- [Kutipan Teks]:
+-------+
Rabu, 26 Desember 2012

Peran Strategis Perguruan Tinggi Dalam Pemberantasan Korupsi

Membersihkan lantai yang kotor harus menggunakan sapu yang bersih, sebab sapu yang kotor tidak akan dapat membersihkan lantai yang kotor. Sapu yang kotor malah dapat membuat lantai yang disapu menjadi lebih kotor lagi, kotoran yang ada disapu akan mengotori lantai yang sedang dibersihkan. Analogi tersebut tepat bila diibaratkan dengan pemberantasan korupsi di Indonesia. Pemberantasan korupsi harus dilakukan oleh para penegak hukum yang bersih dari perilaku dan sikap yang korup. Jika aparat penegak hukum juga terlibat dan main-main dengan persoalan korupsi maka tidak bisa diharapkan lagi pemberantasan korupsi di negara ini akan berjalan sesuai harapan rakyat dan the founding fathers bangsa. Faktanya, institusi dan aparat penegak hukum yang berwenang memberantas korupsi saat ini tengah disorot oleh publik dan media karena banyak yang terlibat dalam kasus korupsi, baik itu di kepolisian, kejaksaan, maupun kehakiman. Hal ini tentu saja akan membuat pemberantasan korupsi lebih lama dan berliku. Ibaratkan lantai yang kotor, debu dan kotorannya sudah semakin tebal dan berkerak. Maka kepada siapa lagi kita akan berharap?
+-------+
- [Kumpulan Tugas]:
[a] Tentukan apakah pernyataan (i), (ii), dan (iii) sesuai dengan kutipan teks dengan menjawab ya atau tidak, masing-masing disertai kata-kata penentu dari kutipan teks: (i) Sapu yang kotor dapat membuat lantai menjadi lebih kotor. (ii) Hanya kepolisian yang disorot publik karena keterlibatan dalam kasus korupsi. (iii) Keterlibatan aparat penegak hukum dalam korupsi akan mempercepat pemberantasan korupsi.
[b] Sebutkan pihak yang menurut kutipan teks harus melakukan pemberantasan korupsi.
Data di bawah ini tidak berkaitan dengan kutipan teks di atas.
+-------+
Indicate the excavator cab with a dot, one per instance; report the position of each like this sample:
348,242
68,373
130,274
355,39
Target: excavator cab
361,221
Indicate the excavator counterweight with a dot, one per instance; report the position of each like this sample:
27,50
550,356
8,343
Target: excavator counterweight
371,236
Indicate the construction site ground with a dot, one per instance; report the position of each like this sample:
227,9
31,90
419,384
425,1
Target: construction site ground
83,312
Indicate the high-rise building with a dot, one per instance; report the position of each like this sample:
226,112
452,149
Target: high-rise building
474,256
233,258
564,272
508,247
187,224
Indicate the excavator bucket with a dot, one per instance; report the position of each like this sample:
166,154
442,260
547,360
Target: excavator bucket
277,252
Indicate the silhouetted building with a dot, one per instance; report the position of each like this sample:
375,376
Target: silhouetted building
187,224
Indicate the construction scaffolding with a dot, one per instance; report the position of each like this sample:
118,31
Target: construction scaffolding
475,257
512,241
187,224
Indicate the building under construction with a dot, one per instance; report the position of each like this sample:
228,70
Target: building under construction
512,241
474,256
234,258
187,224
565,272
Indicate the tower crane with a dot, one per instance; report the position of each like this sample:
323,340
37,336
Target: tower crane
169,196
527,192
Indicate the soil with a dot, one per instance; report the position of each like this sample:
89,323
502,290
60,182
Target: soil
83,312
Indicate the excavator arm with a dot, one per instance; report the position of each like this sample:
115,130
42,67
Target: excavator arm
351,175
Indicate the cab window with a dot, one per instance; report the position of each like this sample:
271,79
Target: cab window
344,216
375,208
+-------+
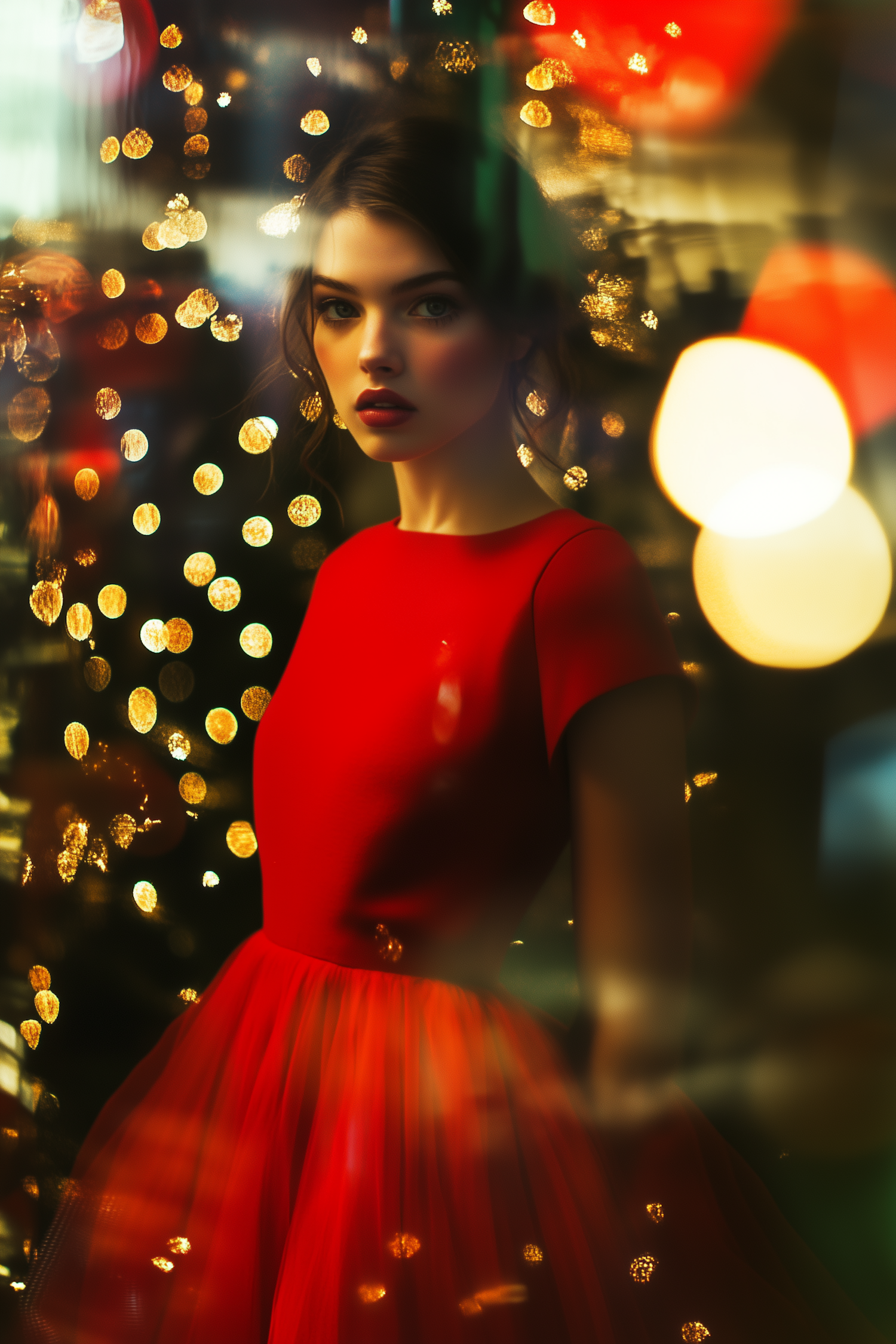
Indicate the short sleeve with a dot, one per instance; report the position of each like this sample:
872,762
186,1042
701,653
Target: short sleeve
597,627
+-------+
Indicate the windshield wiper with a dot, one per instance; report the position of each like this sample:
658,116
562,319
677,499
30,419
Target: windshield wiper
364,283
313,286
+-------+
- [Hasil]:
[a]
(i) Ya: "Sapu yang kotor malah dapat membuat lantai yang disapu menjadi lebih kotor lagi"
(ii) Tidak: "baik itu di kepolisian, kejaksaan, maupun kehakiman"
(iii) Tidak: "Hal ini tentu saja akan membuat pemberantasan korupsi lebih lama dan berliku."

[b] Para penegak hukum yang bersih dari perilaku dan sikap yang korup.